══ Data extract

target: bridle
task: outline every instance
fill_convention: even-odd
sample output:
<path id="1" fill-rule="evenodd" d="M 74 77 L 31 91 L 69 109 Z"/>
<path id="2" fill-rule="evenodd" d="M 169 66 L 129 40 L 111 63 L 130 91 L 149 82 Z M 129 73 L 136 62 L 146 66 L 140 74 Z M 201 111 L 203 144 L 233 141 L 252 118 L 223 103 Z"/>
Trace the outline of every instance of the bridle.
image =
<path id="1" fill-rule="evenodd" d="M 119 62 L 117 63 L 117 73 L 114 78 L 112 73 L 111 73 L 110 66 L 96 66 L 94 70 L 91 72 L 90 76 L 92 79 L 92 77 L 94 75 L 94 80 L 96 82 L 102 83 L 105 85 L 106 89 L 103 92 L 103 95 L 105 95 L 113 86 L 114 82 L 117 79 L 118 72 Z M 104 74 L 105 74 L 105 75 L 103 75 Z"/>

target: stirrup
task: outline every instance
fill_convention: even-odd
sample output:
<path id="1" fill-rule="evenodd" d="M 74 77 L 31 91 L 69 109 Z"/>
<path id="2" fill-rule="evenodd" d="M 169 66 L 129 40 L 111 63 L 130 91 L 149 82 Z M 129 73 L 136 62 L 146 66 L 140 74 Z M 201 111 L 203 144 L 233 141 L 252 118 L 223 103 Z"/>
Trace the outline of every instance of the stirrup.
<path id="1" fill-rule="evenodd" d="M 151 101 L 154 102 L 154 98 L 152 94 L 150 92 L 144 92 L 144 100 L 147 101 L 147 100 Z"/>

════

Exercise aim
Rewrite both records above with every "fill_convention" changed to "fill_mode" and everything else left as it is.

Result below
target: bridle
task: outline every instance
fill_mode: even-odd
sample output:
<path id="1" fill-rule="evenodd" d="M 74 77 L 31 91 L 69 109 Z"/>
<path id="2" fill-rule="evenodd" d="M 169 66 L 129 40 L 111 63 L 130 91 L 149 82 Z M 129 73 L 136 62 L 146 66 L 140 74 Z M 201 111 L 203 144 L 233 141 L 252 118 L 223 103 Z"/>
Trace the outline of every instance of the bridle.
image =
<path id="1" fill-rule="evenodd" d="M 119 62 L 117 63 L 117 73 L 114 78 L 112 73 L 111 73 L 110 66 L 96 66 L 94 70 L 91 72 L 90 76 L 92 79 L 92 77 L 94 75 L 94 80 L 96 82 L 102 83 L 105 85 L 106 89 L 103 92 L 103 95 L 105 95 L 113 86 L 114 82 L 117 79 L 118 72 Z M 104 74 L 105 74 L 105 75 L 103 75 Z"/>

target: stirrup
task: outline every instance
fill_mode: even-odd
sample output:
<path id="1" fill-rule="evenodd" d="M 74 77 L 31 91 L 69 109 Z"/>
<path id="2" fill-rule="evenodd" d="M 169 66 L 129 40 L 111 63 L 130 91 L 149 82 Z M 129 73 L 136 62 L 146 66 L 140 74 Z M 201 111 L 203 144 L 233 141 L 252 118 L 223 103 Z"/>
Trace the outline of every instance of the stirrup.
<path id="1" fill-rule="evenodd" d="M 151 101 L 154 102 L 154 98 L 152 94 L 150 92 L 144 92 L 144 100 L 147 101 L 147 100 Z"/>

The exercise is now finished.